# PROBLEM TO WORK ON
Repeat these entries verbatim, from the line with "query | dark blue background" up to and including the line with "<point>776,1012</point>".

# MATERIAL FOR THIS EXERCISE

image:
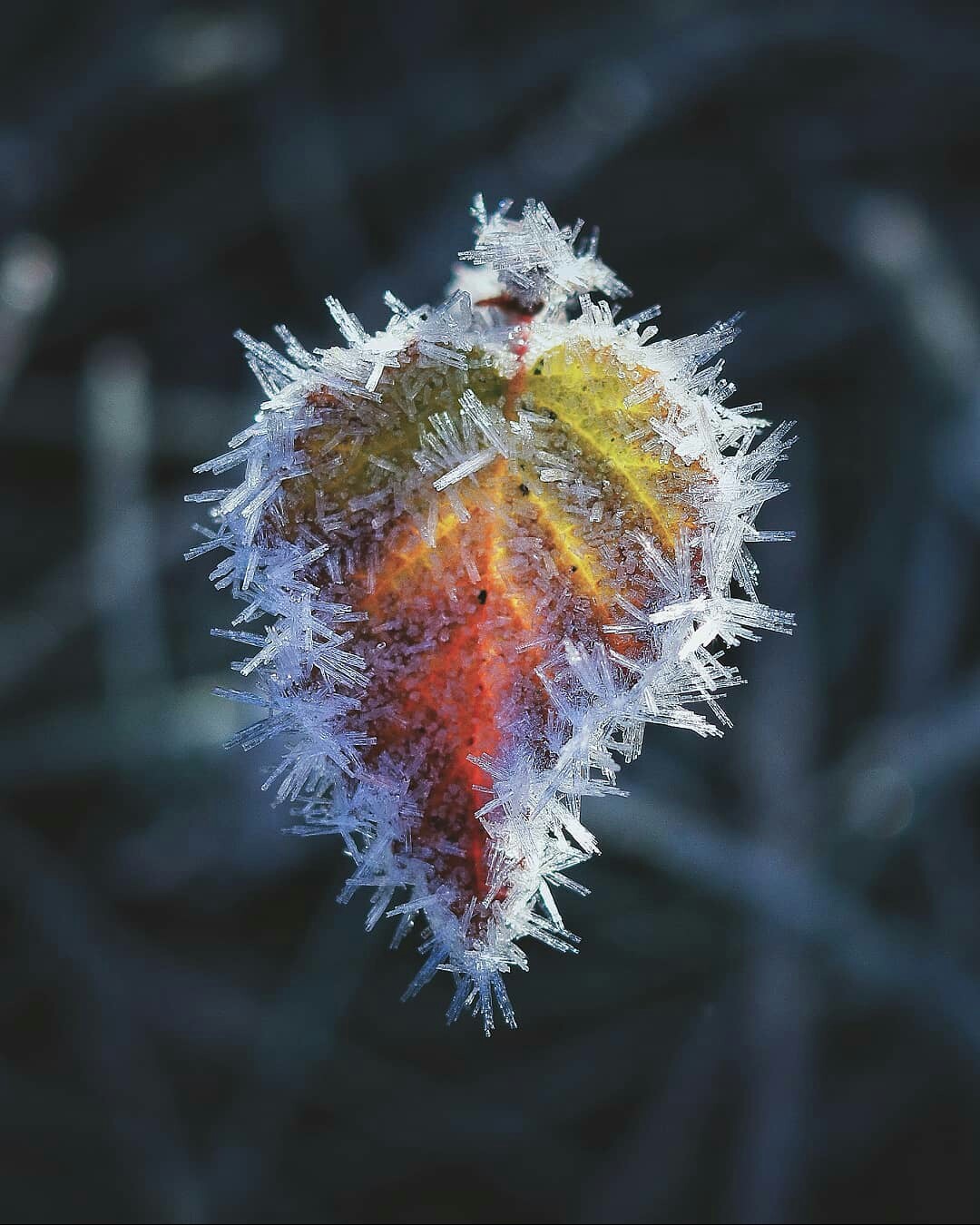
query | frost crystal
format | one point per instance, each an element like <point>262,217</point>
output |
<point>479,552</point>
...
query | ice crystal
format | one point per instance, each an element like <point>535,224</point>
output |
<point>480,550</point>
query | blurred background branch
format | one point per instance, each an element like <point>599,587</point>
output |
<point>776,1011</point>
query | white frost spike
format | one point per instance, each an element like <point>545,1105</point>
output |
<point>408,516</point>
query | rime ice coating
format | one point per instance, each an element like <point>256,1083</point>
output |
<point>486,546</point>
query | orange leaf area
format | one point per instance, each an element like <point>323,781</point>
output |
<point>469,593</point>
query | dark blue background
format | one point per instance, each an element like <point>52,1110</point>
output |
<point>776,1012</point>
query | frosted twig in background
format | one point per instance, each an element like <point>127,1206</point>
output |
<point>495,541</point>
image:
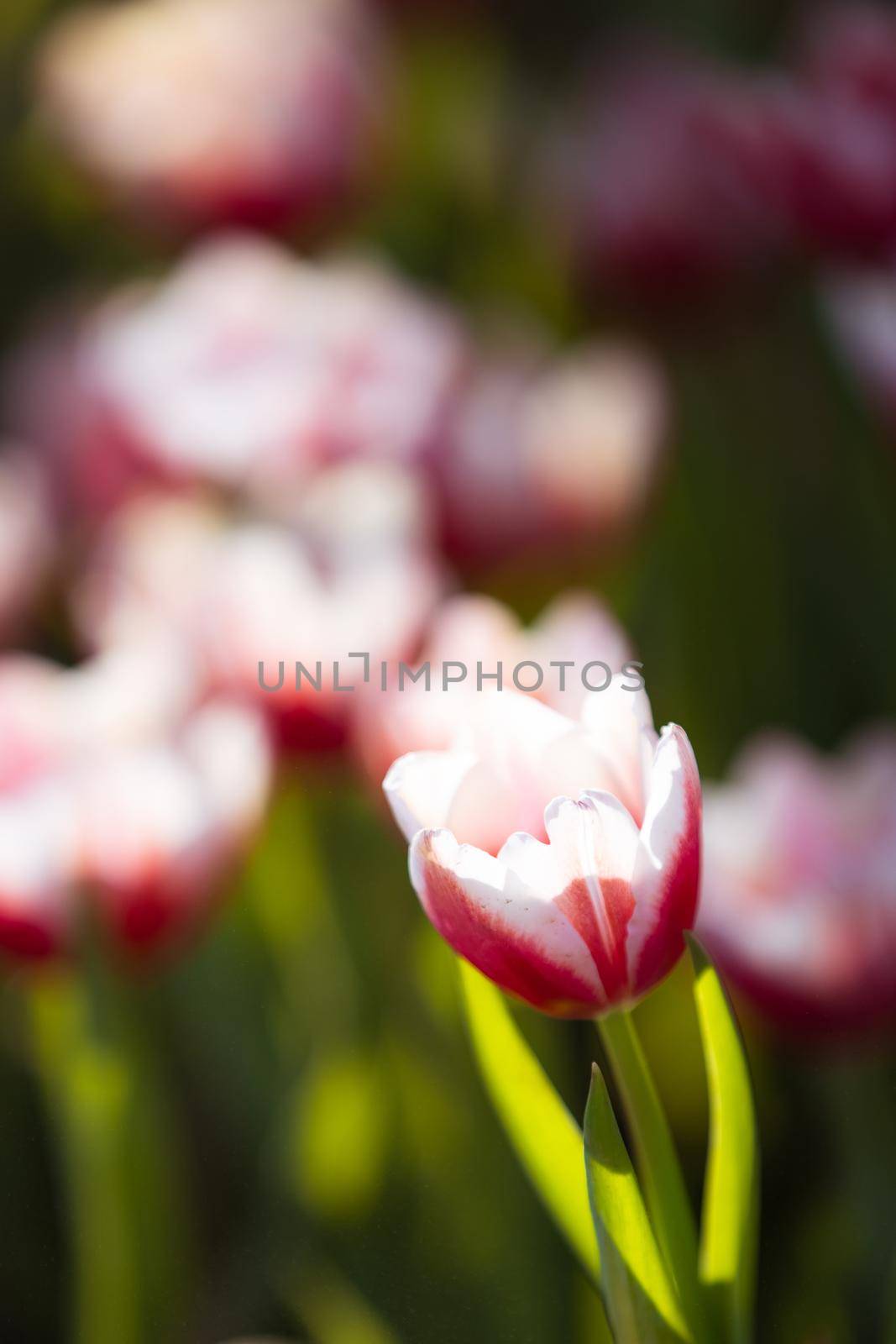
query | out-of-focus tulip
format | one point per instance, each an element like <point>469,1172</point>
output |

# SOLUTION FOR THIS EXERCISE
query | dark blue background
format | one point per instance, each an element like <point>52,1110</point>
output |
<point>776,1012</point>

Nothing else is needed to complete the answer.